Exercise requirements:
Could you write out every line of the material below exactly, leaving out the pictures?

Input:
_ _ _ _

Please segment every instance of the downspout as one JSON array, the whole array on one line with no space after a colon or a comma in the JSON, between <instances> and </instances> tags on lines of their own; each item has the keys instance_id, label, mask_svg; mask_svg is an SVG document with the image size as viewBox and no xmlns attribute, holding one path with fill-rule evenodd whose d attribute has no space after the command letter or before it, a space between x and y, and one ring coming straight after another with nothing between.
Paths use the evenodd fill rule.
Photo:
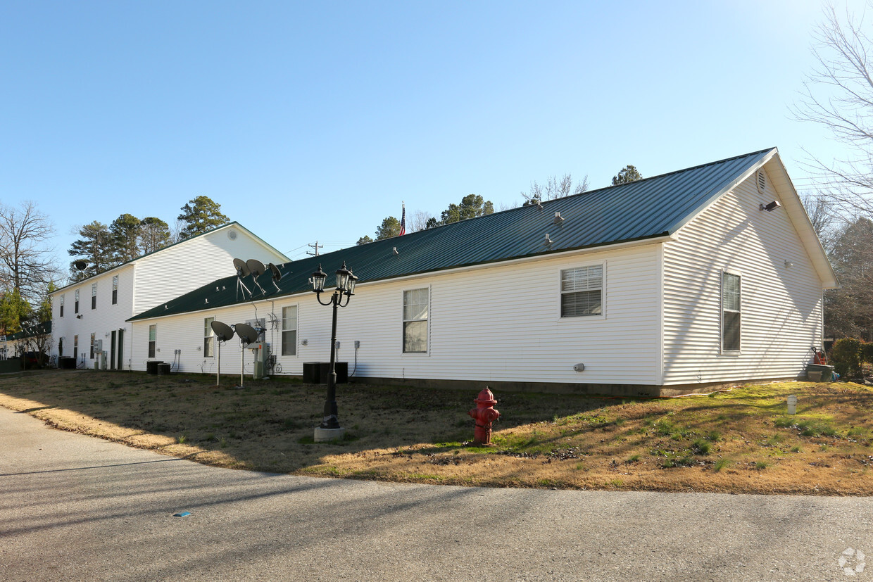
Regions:
<instances>
[{"instance_id":1,"label":"downspout","mask_svg":"<svg viewBox=\"0 0 873 582\"><path fill-rule=\"evenodd\" d=\"M664 327L665 321L664 321L664 305L663 305L663 287L664 287L664 284L666 283L666 277L664 277L664 270L665 270L665 269L664 269L664 261L663 261L663 254L664 254L664 249L663 248L664 248L665 245L666 245L666 243L661 243L661 244L658 245L660 247L660 250L659 250L659 252L658 252L658 258L659 258L659 261L660 261L660 264L658 265L658 267L659 267L660 275L661 275L661 277L660 277L660 279L661 279L661 284L658 285L658 295L660 296L659 297L659 300L660 300L660 304L661 304L661 329L660 329L660 333L659 333L659 336L660 336L660 340L659 341L660 341L661 346L660 346L660 349L659 349L660 357L658 358L658 367L659 367L659 370L658 370L658 386L663 386L663 380L664 380L664 371L663 371L663 359L664 359L663 338L664 338L664 334L663 334L663 327Z\"/></svg>"}]
</instances>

_ _ _ _

Exercise solution:
Please segment every instance of the downspout as one JSON array, the whole array on one line with no space after a colon or a comma in the JSON, between <instances> and </instances> tags on lines of their own; each item has the keys instance_id, label, mask_svg; mask_svg is an SVG document with the image size as viewBox and no xmlns attribute, holding one path with fill-rule evenodd whose d attribute has no space after the command letter or before it, a space between x and y, and one ring coming straight after another with nothing between.
Paths use the evenodd fill rule.
Photo:
Regions:
<instances>
[{"instance_id":1,"label":"downspout","mask_svg":"<svg viewBox=\"0 0 873 582\"><path fill-rule=\"evenodd\" d=\"M664 327L665 321L664 321L664 305L663 305L663 287L664 287L664 284L666 283L666 277L664 277L664 270L665 270L665 269L664 269L664 261L663 261L663 254L664 254L664 249L663 248L664 248L665 245L666 245L666 243L661 243L661 244L658 245L660 247L660 250L659 250L659 252L658 252L658 258L659 258L659 261L660 261L660 264L658 265L658 267L659 267L660 275L661 275L661 277L660 277L660 279L661 279L661 284L658 285L658 295L660 296L659 297L659 300L660 300L660 304L661 304L661 329L660 329L660 333L659 333L659 336L660 336L660 340L659 341L660 341L661 346L660 346L660 349L659 349L660 357L658 358L658 367L659 367L659 370L658 370L658 386L663 386L663 380L664 380L664 371L663 371L663 359L664 359L663 338L664 338L664 334L663 334L663 327Z\"/></svg>"}]
</instances>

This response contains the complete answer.